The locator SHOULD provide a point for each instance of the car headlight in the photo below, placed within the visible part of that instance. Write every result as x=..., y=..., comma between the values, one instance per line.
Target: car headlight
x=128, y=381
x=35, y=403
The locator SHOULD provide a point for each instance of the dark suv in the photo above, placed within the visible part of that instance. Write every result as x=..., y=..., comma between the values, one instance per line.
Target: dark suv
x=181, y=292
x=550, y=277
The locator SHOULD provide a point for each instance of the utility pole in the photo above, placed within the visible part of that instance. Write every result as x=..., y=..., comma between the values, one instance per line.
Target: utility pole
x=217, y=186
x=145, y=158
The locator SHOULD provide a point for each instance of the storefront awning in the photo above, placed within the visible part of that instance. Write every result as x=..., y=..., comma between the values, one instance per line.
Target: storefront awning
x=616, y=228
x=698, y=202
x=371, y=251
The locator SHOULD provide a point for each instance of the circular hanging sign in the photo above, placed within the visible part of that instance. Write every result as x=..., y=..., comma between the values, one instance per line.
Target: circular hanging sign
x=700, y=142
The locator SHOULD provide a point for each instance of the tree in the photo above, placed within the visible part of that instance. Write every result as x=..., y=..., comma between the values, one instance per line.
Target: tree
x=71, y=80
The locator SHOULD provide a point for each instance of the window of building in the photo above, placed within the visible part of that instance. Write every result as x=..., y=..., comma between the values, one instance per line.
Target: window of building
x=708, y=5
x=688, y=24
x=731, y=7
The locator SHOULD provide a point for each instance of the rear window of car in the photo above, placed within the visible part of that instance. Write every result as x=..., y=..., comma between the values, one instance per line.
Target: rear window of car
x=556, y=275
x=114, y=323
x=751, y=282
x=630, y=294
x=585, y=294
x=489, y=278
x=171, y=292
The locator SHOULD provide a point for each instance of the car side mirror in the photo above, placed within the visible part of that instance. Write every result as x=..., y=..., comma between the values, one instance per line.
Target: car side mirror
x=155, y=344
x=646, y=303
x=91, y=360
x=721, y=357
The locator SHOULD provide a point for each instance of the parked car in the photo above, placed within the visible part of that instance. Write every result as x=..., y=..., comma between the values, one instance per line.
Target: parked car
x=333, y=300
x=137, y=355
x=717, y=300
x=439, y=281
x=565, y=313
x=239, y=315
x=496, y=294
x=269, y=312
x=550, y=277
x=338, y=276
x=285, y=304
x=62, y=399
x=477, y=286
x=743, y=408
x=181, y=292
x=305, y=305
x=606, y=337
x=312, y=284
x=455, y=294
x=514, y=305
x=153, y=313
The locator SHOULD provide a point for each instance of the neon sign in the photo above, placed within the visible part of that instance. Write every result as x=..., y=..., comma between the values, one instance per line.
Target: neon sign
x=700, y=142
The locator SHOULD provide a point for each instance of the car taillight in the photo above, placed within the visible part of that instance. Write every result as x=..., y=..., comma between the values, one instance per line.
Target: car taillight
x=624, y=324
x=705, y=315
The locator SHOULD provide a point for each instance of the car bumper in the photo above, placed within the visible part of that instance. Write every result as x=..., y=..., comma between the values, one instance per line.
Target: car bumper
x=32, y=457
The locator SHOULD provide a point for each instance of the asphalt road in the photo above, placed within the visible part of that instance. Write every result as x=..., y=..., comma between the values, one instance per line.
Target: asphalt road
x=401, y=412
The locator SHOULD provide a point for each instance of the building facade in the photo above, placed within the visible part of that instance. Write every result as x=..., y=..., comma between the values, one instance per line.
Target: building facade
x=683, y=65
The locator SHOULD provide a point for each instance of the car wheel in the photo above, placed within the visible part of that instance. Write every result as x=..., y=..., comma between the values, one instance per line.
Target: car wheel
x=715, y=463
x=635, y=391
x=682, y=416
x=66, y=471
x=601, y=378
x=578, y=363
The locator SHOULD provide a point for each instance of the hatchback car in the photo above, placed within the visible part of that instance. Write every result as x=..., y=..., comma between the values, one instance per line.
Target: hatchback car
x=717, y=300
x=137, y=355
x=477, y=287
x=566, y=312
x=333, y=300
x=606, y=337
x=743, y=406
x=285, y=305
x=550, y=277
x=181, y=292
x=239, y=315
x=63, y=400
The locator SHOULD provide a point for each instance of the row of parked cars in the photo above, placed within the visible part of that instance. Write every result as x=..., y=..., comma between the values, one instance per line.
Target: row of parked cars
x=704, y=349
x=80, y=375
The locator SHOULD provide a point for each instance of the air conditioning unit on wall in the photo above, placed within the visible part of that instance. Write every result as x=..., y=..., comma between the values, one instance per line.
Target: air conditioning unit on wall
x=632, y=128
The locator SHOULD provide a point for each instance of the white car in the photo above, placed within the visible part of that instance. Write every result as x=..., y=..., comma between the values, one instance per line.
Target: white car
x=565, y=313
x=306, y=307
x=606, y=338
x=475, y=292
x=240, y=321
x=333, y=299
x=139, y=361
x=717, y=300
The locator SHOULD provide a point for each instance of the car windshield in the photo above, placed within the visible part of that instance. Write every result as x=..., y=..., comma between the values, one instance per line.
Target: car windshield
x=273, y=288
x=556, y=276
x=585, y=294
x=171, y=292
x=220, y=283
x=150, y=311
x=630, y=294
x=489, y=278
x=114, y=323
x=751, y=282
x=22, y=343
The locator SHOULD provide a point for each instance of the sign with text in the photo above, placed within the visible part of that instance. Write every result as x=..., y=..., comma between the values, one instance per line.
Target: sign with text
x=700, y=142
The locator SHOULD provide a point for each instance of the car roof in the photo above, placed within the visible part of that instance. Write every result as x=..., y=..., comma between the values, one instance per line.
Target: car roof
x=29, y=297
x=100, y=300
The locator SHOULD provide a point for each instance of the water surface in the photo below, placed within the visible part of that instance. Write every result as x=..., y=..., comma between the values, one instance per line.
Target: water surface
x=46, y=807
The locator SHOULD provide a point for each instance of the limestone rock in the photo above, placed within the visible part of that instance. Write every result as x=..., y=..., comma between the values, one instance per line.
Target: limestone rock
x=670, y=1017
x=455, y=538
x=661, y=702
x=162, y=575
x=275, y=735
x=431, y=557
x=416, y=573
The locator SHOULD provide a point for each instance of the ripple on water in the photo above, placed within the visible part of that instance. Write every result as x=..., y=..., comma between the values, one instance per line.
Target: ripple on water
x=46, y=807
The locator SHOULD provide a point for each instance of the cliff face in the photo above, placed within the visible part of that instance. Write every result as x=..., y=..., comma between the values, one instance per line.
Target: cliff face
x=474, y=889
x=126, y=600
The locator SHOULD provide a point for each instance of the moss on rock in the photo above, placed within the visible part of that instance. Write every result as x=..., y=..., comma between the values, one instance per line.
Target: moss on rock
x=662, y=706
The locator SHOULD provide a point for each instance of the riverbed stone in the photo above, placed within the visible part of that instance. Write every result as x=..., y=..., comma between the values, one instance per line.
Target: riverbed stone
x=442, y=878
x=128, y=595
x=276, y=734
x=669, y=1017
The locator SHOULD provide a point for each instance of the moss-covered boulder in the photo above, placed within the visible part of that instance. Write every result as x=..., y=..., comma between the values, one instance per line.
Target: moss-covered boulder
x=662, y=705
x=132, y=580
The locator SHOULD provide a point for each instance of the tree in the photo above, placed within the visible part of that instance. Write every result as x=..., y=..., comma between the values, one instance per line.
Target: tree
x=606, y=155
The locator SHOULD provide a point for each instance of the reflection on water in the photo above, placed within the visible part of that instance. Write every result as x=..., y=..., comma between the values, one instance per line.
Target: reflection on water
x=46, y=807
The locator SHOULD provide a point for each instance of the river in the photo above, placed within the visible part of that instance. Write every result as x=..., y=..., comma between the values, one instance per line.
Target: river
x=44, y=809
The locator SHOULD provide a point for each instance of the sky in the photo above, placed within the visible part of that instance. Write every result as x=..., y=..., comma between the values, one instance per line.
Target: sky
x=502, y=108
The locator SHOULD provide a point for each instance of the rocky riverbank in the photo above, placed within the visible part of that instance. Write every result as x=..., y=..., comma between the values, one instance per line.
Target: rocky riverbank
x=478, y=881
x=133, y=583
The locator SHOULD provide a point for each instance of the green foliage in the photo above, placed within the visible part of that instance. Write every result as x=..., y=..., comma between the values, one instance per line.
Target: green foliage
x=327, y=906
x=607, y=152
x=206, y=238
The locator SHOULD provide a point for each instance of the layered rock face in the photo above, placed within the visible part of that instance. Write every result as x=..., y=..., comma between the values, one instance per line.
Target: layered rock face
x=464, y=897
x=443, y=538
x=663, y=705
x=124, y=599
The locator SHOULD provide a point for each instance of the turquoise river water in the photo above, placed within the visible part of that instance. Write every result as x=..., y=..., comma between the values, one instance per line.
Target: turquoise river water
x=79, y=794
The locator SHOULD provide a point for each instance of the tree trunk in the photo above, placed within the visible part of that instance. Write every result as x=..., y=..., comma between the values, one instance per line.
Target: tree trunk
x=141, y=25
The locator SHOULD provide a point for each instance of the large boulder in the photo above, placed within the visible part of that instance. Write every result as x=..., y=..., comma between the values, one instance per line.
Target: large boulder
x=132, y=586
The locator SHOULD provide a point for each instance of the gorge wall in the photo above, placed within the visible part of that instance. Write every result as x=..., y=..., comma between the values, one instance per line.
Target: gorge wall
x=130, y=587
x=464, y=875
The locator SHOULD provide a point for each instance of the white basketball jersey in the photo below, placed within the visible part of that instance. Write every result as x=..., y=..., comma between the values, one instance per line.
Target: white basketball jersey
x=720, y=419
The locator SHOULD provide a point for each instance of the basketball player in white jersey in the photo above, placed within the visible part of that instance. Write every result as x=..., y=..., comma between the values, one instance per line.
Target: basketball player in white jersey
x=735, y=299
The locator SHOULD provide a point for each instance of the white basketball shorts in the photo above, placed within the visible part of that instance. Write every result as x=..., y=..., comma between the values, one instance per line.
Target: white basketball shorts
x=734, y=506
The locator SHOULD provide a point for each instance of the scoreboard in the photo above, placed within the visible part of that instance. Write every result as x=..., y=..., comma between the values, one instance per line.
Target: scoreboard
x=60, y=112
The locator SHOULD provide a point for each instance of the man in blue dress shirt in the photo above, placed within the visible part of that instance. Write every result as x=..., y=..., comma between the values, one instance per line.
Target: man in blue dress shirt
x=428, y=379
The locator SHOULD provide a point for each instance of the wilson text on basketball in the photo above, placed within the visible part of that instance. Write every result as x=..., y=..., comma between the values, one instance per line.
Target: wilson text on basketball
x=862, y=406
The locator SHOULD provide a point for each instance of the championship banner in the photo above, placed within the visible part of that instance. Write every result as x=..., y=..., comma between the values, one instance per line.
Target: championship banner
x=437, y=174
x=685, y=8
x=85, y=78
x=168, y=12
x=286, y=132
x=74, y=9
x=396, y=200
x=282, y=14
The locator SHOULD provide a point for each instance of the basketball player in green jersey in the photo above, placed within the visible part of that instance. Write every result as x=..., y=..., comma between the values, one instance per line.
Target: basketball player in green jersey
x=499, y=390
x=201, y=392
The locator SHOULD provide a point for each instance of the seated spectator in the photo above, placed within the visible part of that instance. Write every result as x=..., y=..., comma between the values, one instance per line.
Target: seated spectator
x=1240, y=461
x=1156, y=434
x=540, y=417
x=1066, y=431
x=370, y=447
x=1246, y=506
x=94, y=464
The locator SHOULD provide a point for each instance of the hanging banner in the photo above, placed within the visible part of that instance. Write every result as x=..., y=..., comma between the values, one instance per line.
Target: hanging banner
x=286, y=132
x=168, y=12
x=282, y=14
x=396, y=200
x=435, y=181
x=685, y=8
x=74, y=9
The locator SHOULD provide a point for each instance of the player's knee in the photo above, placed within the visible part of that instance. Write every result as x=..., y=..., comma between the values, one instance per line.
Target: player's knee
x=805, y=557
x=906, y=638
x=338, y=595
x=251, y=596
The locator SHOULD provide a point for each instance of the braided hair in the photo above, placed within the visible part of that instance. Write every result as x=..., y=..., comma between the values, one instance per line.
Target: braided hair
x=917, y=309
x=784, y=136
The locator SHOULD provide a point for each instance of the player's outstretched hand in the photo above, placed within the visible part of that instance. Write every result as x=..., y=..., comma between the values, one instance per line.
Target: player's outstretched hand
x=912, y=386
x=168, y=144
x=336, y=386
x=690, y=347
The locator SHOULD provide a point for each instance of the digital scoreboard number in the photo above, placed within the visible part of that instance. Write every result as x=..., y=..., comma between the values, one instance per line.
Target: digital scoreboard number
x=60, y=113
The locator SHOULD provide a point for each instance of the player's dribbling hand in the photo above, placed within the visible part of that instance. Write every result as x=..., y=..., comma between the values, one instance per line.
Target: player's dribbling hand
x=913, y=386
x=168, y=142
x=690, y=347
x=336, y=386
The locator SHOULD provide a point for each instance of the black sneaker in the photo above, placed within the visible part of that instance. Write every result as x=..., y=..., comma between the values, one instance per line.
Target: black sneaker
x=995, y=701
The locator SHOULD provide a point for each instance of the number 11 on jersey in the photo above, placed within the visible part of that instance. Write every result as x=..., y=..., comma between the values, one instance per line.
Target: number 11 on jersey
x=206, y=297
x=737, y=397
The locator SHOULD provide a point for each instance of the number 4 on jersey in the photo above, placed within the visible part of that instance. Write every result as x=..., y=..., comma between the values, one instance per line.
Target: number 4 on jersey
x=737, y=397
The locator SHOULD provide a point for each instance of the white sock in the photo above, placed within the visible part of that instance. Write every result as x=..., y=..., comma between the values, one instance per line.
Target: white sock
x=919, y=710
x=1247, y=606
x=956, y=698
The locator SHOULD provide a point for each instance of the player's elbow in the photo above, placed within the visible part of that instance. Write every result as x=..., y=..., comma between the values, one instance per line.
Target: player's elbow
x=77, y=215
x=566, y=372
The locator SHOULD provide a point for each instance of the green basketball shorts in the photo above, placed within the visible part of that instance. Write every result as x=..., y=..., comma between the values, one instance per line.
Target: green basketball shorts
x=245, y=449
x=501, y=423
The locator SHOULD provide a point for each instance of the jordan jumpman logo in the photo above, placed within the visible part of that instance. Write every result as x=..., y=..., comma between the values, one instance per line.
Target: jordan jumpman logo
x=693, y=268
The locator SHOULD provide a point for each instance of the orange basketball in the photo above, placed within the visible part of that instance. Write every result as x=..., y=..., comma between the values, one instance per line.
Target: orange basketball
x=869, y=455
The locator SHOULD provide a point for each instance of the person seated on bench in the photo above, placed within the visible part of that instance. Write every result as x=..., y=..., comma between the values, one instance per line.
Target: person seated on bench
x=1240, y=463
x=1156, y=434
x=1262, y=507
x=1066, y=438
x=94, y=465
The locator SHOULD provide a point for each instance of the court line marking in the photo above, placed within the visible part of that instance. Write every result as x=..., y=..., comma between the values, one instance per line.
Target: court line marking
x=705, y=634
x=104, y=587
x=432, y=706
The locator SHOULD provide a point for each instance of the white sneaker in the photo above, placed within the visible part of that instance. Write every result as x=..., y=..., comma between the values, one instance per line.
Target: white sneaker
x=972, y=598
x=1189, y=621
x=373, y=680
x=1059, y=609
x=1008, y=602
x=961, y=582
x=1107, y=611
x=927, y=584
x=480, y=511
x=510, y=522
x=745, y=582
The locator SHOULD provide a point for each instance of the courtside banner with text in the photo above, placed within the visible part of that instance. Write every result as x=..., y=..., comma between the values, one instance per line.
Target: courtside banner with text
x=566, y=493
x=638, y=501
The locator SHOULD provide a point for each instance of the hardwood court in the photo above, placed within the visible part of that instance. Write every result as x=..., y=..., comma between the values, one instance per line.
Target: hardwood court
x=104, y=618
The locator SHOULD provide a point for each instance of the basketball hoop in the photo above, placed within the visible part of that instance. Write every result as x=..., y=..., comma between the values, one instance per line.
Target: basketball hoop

#####

WHAT THIS TASK INVOLVES:
Rewrite the lines of the records above as a numbered list, leaving out any blank lines. Begin at the line that contains "the white sneaker" and stop after the line that contains "x=104, y=618".

TASK SOLUTION:
1. The locator SHOULD provide a point for each instance of the white sneaker in the photo above, placed within the visible part of that instance. Write every result as x=..., y=..., comma between the values, one instance per line.
2. Target: white sneaker
3. x=972, y=598
4. x=1189, y=621
5. x=373, y=680
6. x=1059, y=609
7. x=1008, y=602
8. x=961, y=582
9. x=1107, y=611
10. x=927, y=584
11. x=480, y=511
12. x=510, y=522
13. x=745, y=582
14. The locator SHOULD provide a point for each instance of the courtside banner with text in the photo above, placed within the visible part of that instance. Write every result as x=..., y=..., comma between the values, one instance per line.
15. Target: courtside banner with text
16. x=566, y=493
17. x=638, y=501
18. The locator SHOULD provide a point for each instance of the hardwood court in the photo above, placed within the visible part of that instance. Write every result as x=..., y=..., comma between the values, one instance per line.
19. Target: hardwood court
20. x=104, y=618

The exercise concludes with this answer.